• YOUR ASSIGNMENT:
With the pictures left out, copy the records below exactly from the first line down to the line holding "siding --coords pixels", and include that line.

______

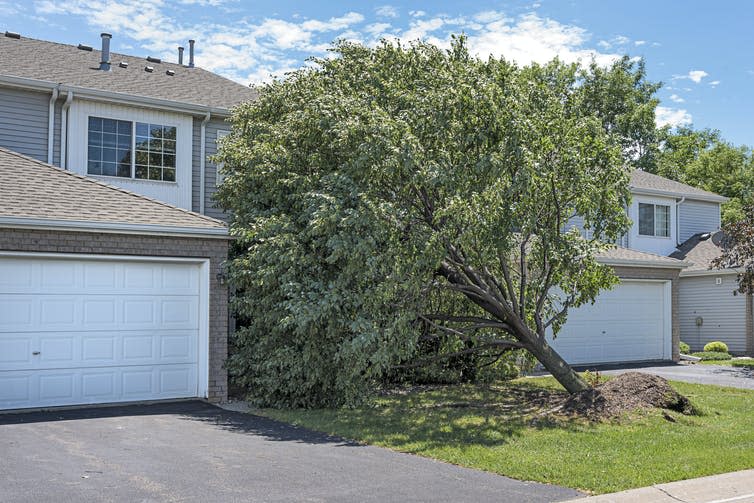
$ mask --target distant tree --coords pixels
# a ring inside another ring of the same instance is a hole
[[[518,67],[463,38],[333,52],[239,107],[220,154],[250,320],[231,372],[260,403],[355,403],[421,341],[450,340],[524,348],[588,388],[547,336],[617,282],[596,255],[629,225],[643,67]],[[589,239],[563,232],[574,215]]]
[[[720,140],[720,132],[684,126],[671,130],[666,126],[658,131],[658,140],[660,148],[655,166],[648,171],[671,180],[693,183],[688,180],[686,170],[702,152]]]

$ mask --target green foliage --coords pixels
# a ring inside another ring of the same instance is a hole
[[[352,405],[426,342],[501,358],[483,373],[543,354],[535,334],[617,281],[596,255],[629,223],[643,66],[521,68],[462,38],[333,52],[239,107],[218,156],[248,320],[231,374],[259,404]]]
[[[704,345],[704,351],[712,353],[727,353],[728,345],[722,341],[712,341]]]
[[[585,370],[581,373],[581,376],[586,382],[589,383],[589,386],[591,387],[595,387],[603,381],[602,374],[600,374],[597,370]]]
[[[678,347],[680,349],[681,354],[687,355],[687,354],[691,353],[691,346],[689,346],[688,344],[686,344],[683,341],[681,341],[681,343],[679,344]]]
[[[654,166],[658,175],[730,198],[722,207],[723,223],[740,220],[754,202],[754,156],[750,148],[726,142],[720,132],[689,127],[659,134],[661,148]]]
[[[698,353],[691,353],[691,356],[701,358],[703,361],[730,360],[732,358],[730,354],[720,351],[700,351]]]

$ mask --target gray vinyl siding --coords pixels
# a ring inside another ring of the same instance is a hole
[[[715,278],[722,278],[716,285]],[[733,295],[735,274],[680,279],[679,318],[681,340],[692,351],[711,341],[723,341],[733,353],[746,351],[746,295]],[[702,325],[697,326],[697,317]]]
[[[201,125],[202,119],[194,117],[193,127],[193,176],[192,176],[192,198],[191,207],[194,211],[199,211],[199,183],[201,181],[201,174],[199,173],[199,167],[201,166]],[[230,124],[222,119],[210,120],[205,128],[205,154],[207,157],[215,155],[217,152],[217,131],[229,130]],[[212,194],[215,193],[217,187],[217,166],[209,160],[205,164],[204,172],[204,214],[212,218],[219,218],[221,220],[227,220],[227,215],[216,207],[216,203],[212,199]]]
[[[0,147],[47,162],[50,96],[0,87]]]
[[[60,99],[55,103],[55,129],[52,135],[52,163],[55,166],[60,166],[60,125],[63,117],[63,103],[64,100]]]
[[[684,201],[678,208],[678,240],[683,243],[694,234],[714,232],[720,228],[720,204],[706,201]]]

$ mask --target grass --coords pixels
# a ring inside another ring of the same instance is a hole
[[[360,442],[521,480],[608,493],[754,467],[754,391],[673,382],[700,414],[646,411],[610,423],[532,421],[522,399],[552,378],[379,397],[369,407],[259,413]],[[479,405],[479,406],[475,406]]]
[[[702,365],[723,365],[728,367],[754,367],[754,359],[751,360],[702,360],[696,362]]]

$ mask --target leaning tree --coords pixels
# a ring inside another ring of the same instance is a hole
[[[315,63],[239,107],[219,156],[239,382],[266,404],[354,403],[434,338],[523,348],[587,388],[550,342],[617,282],[597,255],[628,227],[622,132],[648,112],[629,92],[643,77],[615,72],[641,69],[521,67],[463,38],[339,43]],[[607,78],[628,106],[595,99]]]

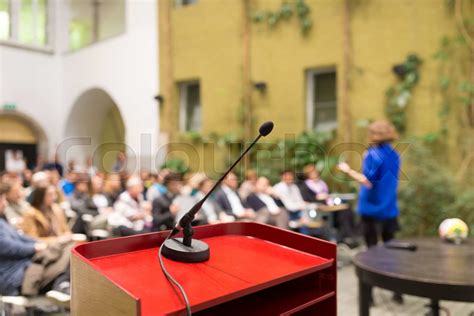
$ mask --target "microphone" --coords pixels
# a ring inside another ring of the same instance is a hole
[[[184,227],[187,227],[188,225],[191,225],[191,222],[194,220],[194,216],[196,215],[197,212],[201,209],[202,205],[206,200],[209,198],[209,196],[214,192],[214,190],[221,184],[221,182],[225,179],[225,177],[234,169],[234,167],[239,163],[239,161],[244,157],[248,151],[258,142],[258,140],[263,136],[267,136],[268,134],[271,133],[273,130],[273,122],[265,122],[263,123],[260,128],[258,129],[259,135],[255,138],[255,140],[250,144],[250,146],[247,147],[247,149],[242,152],[240,157],[230,166],[230,168],[220,177],[220,179],[214,184],[212,189],[199,201],[194,205],[181,219],[179,220],[178,223],[176,223],[175,227],[171,231],[170,235],[168,238],[173,237],[176,235],[181,229]],[[189,246],[189,245],[188,245]]]

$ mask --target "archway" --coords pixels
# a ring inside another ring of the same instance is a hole
[[[69,113],[60,154],[63,162],[84,166],[93,157],[94,166],[110,171],[117,154],[125,150],[125,125],[120,110],[104,90],[93,88],[81,94]]]
[[[48,140],[43,128],[32,118],[17,111],[0,110],[0,171],[13,152],[19,152],[28,168],[34,168],[38,157],[48,155]]]

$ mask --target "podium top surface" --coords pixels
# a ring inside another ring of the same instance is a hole
[[[232,234],[232,231],[227,231],[227,234],[209,234],[209,230],[218,229],[213,226],[207,226],[207,230],[206,226],[196,228],[196,237],[208,243],[210,247],[211,255],[208,261],[181,263],[163,258],[168,271],[186,290],[193,311],[206,309],[330,267],[334,262],[334,259],[315,255],[316,249],[313,249],[315,250],[313,253],[309,253],[292,248],[291,245],[281,244],[278,239],[271,241],[268,239],[272,238],[247,235],[245,231],[241,231],[242,234],[238,231],[234,231],[237,234]],[[265,225],[261,226],[269,229]],[[208,236],[202,234],[203,229]],[[270,229],[269,231],[272,231],[275,228]],[[164,236],[162,233],[157,234]],[[278,234],[287,235],[288,240],[292,237],[310,238],[279,229]],[[150,237],[150,234],[147,235]],[[203,235],[204,238],[200,238],[199,235]],[[145,246],[142,244],[135,248],[130,246],[132,244],[124,246],[134,239],[139,241],[140,238],[140,236],[131,239],[129,237],[122,243],[120,240],[124,238],[115,239],[109,242],[108,253],[104,251],[103,255],[97,250],[88,249],[93,248],[94,243],[85,244],[82,251],[76,248],[75,253],[82,252],[83,260],[139,300],[142,315],[173,314],[182,311],[184,309],[182,298],[164,276],[158,261],[158,248],[162,240],[155,244],[145,242]],[[313,246],[316,245],[314,240]],[[111,251],[114,244],[121,249]]]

______

• SOLUTION BELOW:
$ mask --target distant tree --coords pixels
# a ring inside another ring of the same instance is a hole
[[[518,67],[463,38],[333,52],[239,107],[220,154],[250,320],[231,372],[260,403],[355,403],[421,341],[450,340],[524,348],[588,388],[547,336],[617,282],[596,255],[629,225],[643,67]],[[589,239],[563,232],[574,215]]]
[[[720,140],[720,132],[684,126],[671,130],[666,126],[658,131],[658,140],[660,148],[655,166],[648,171],[671,180],[693,183],[688,180],[686,170],[702,152]]]

$ mask --target green foliage --coords pixels
# a ring inside another ring of the same instance is a hole
[[[352,405],[426,342],[501,358],[483,373],[543,354],[535,334],[617,281],[596,255],[629,223],[643,66],[521,68],[462,38],[333,52],[239,107],[218,156],[248,320],[231,374],[259,404]]]
[[[704,345],[704,351],[712,353],[727,353],[728,345],[722,341],[712,341]]]
[[[585,370],[581,373],[581,376],[586,382],[589,383],[589,386],[591,387],[595,387],[603,381],[602,374],[600,374],[597,370]]]
[[[678,347],[680,349],[681,354],[687,355],[687,354],[691,353],[691,346],[689,346],[688,344],[686,344],[683,341],[681,341],[681,343],[679,344]]]
[[[654,166],[658,175],[730,198],[722,207],[723,223],[740,220],[754,202],[754,156],[750,148],[726,142],[720,132],[689,127],[659,134],[661,148]]]
[[[698,353],[691,353],[691,356],[701,358],[703,361],[730,360],[732,358],[730,354],[720,351],[700,351]]]

$ mask --target gray vinyl siding --coords pixels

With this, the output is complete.